**WHAT THE EXERCISE ASKS:** The answer should contain every entry below, copied exactly.

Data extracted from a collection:
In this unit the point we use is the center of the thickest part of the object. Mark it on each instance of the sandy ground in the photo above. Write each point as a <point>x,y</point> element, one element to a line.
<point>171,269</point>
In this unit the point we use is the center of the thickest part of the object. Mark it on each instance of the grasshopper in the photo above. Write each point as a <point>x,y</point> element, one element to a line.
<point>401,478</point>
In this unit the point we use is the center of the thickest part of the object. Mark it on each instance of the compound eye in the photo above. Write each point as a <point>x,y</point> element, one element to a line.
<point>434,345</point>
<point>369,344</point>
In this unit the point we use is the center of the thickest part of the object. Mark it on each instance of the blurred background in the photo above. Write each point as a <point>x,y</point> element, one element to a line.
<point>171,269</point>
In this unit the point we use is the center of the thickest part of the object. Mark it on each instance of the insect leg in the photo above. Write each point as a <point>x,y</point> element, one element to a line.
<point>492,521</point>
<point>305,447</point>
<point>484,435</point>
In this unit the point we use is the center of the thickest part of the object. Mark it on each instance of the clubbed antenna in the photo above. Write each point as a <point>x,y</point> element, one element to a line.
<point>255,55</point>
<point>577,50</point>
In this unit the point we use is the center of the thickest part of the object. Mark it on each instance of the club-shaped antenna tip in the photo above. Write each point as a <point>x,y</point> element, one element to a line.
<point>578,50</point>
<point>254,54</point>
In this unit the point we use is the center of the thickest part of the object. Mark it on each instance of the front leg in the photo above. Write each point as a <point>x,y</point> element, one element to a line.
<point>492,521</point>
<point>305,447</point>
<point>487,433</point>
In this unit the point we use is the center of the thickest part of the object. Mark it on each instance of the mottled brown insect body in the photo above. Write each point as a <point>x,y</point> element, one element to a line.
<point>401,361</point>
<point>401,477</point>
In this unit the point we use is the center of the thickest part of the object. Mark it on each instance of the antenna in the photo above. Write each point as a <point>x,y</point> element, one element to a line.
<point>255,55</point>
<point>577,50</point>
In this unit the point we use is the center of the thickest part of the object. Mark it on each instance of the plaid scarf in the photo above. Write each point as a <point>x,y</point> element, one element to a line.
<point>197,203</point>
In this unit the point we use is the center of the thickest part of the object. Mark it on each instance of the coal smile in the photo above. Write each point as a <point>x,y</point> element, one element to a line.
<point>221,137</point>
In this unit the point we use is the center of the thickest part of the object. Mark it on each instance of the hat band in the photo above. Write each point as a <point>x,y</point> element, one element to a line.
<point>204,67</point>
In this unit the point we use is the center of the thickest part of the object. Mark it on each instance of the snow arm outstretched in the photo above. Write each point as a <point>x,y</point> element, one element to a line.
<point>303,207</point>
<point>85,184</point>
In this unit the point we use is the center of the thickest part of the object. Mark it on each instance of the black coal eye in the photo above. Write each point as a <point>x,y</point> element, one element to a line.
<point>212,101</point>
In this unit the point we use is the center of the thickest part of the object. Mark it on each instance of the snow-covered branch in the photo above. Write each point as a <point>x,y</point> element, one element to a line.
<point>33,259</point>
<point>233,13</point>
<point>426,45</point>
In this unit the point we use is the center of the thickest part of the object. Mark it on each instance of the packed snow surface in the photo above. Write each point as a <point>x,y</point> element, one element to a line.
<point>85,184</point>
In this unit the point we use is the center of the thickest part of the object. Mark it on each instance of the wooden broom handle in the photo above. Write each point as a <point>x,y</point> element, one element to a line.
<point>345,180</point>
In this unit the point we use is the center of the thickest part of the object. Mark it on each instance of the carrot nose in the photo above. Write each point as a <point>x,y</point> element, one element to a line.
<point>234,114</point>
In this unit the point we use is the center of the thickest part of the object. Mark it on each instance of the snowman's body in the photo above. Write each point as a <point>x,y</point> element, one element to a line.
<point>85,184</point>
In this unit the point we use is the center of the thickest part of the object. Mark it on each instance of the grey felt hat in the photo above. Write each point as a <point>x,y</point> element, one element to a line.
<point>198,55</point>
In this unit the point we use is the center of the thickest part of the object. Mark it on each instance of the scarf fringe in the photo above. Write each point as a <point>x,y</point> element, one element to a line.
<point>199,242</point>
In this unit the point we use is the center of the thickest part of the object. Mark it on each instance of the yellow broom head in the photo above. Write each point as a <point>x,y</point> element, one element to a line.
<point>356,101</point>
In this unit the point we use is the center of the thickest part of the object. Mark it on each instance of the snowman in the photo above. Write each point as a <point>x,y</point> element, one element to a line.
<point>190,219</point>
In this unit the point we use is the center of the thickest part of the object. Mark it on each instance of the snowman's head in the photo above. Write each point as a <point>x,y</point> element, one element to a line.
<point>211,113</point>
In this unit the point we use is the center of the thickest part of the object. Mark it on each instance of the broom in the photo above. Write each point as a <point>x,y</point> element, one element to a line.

**TASK SOLUTION:**
In this unit the point we use is the center of the thickest part of the object. Mark it on each instance of the sandy ground in the photo above. Write each point as a <point>x,y</point> element, one element to a line.
<point>171,269</point>
In this unit the point we use is the center of the thickest part of the object. Mark it on each instance of the grasshopper in the photo above. Write each point as a <point>x,y</point> element, one element to a line.
<point>401,478</point>
In this unit the point we use is the center of the thickest part of the object. Mark it on each instance of the compound eye in the photo above. Write each point as a <point>x,y</point> element, one element to a line.
<point>434,345</point>
<point>369,344</point>
In this unit the point we use is the center of the thickest part of the object. Mark it on each instance of the blurred background in the photo above. Write each point as a <point>x,y</point> element, one element to a line.
<point>171,269</point>
In this unit the point we use is the center of the thickest part of the object. Mark it on each instance of the insect leg in the photo above. Write each point as a <point>x,y</point> element, one element to a line.
<point>492,521</point>
<point>305,447</point>
<point>484,435</point>
In this unit the point we use is the center of the thickest part of the object. Mark it on each instance of the clubbed antenna in the photo above. Write each point as a <point>x,y</point> element, one element to a line.
<point>255,55</point>
<point>577,50</point>
In this unit the point we use is the center of the thickest part of the object. Mark it on each instance of the club-shaped antenna tip in the photo above. Write each point as a <point>x,y</point> element, one element to a line.
<point>578,50</point>
<point>254,54</point>
In this unit the point we use is the center of the thickest part of the object. Mark it on each instance of the front leg in the photo above. Write each point as a <point>x,y</point> element, one element to a line.
<point>492,521</point>
<point>305,447</point>
<point>487,433</point>
In this unit the point we use is the center of the thickest part of the object. Mark it on each instance of the mottled brown insect body in the photo above. Write each point as a <point>x,y</point> element, one element to a line.
<point>401,361</point>
<point>401,477</point>
In this unit the point we use is the center of the thickest part of the object. Mark it on each instance of the antenna in the photo above. Write each point as a <point>x,y</point> element, one element to a line.
<point>255,55</point>
<point>577,50</point>
In this unit the point we use is the center of the thickest part of the object. Mark it on each instance of the plaid scarf in the photo above. Write each point as a <point>x,y</point> element, one element to a line.
<point>197,203</point>
In this unit the point we use is the center of the thickest part of the object. Mark it on each instance of the coal smile in the photo above. Write each point as a <point>x,y</point> element, one element to a line.
<point>221,137</point>
In this unit the point we use is the center of the thickest part of the object. Mark it on each instance of the hat band in the photo above. Write each point as a <point>x,y</point> element, one element to a line.
<point>204,67</point>
In this unit the point we use is the center of the thickest part of the object. Mark it on each instance of the snow arm outstretched in the photo above. Write each point as a <point>x,y</point> element, one element to a line.
<point>303,207</point>
<point>85,184</point>
In this unit the point we use is the center of the thickest part of the object. Mark it on each instance of the black coal eye in the photo above. Write each point as a <point>x,y</point> element, one element to a line.
<point>212,101</point>
In this unit the point we use is the center of the thickest part of the object. Mark it on each instance of the snow-covered branch in the photo above. Write each point as a <point>x,y</point> element, one element to a line.
<point>33,259</point>
<point>233,13</point>
<point>426,45</point>
In this unit the point we use is the center of the thickest part of the object. Mark it on each instance of the packed snow surface in the photo above. Write each point as a <point>x,y</point> element, one element to a line.
<point>85,184</point>
In this unit the point we use is the center of the thickest part of the object. Mark it on each instance of the wooden broom handle in the photo above. Write each point as a <point>x,y</point> element, one element to a line.
<point>345,180</point>
In this unit the point we use is the center of the thickest part of the object. Mark it on each instance of the carrot nose in the photo above. Write each point as a <point>x,y</point> element, one element to a line.
<point>234,114</point>
In this unit the point we use is the center of the thickest part of the object. Mark it on each instance of the snowman's body in the photo above. Write each point as a <point>x,y</point> element, one element to a line.
<point>85,184</point>
In this unit the point we use is the center of the thickest part of the object. Mark it on each instance of the grey felt hat in the photo above. Write each point as a <point>x,y</point> element, one element to a line.
<point>198,55</point>
In this unit the point we use is the center of the thickest part of the object. Mark it on each instance of the scarf fringe in the photo above. Write each point as a <point>x,y</point> element, one element to a line.
<point>199,242</point>
In this unit the point we use is the center of the thickest part of the object. Mark it on each instance of the yellow broom head in the photo above. Write each point as a <point>x,y</point> element, one element to a line.
<point>356,101</point>
In this unit the point we use is the center of the thickest part of the object. Mark it on each instance of the snowman in the photo above. Write each point as a <point>x,y</point> element, one element to a line.
<point>190,219</point>
In this unit the point we use is the center of the thickest part of the object. Mark it on each instance of the snowman's head in the photo above. Write each point as a <point>x,y</point> element, one element to a line.
<point>211,113</point>
In this unit the point we use is the center of the thickest part of the object. Mark it on each instance of the broom in the photo above. Write each point as a <point>x,y</point> element, one element to a line.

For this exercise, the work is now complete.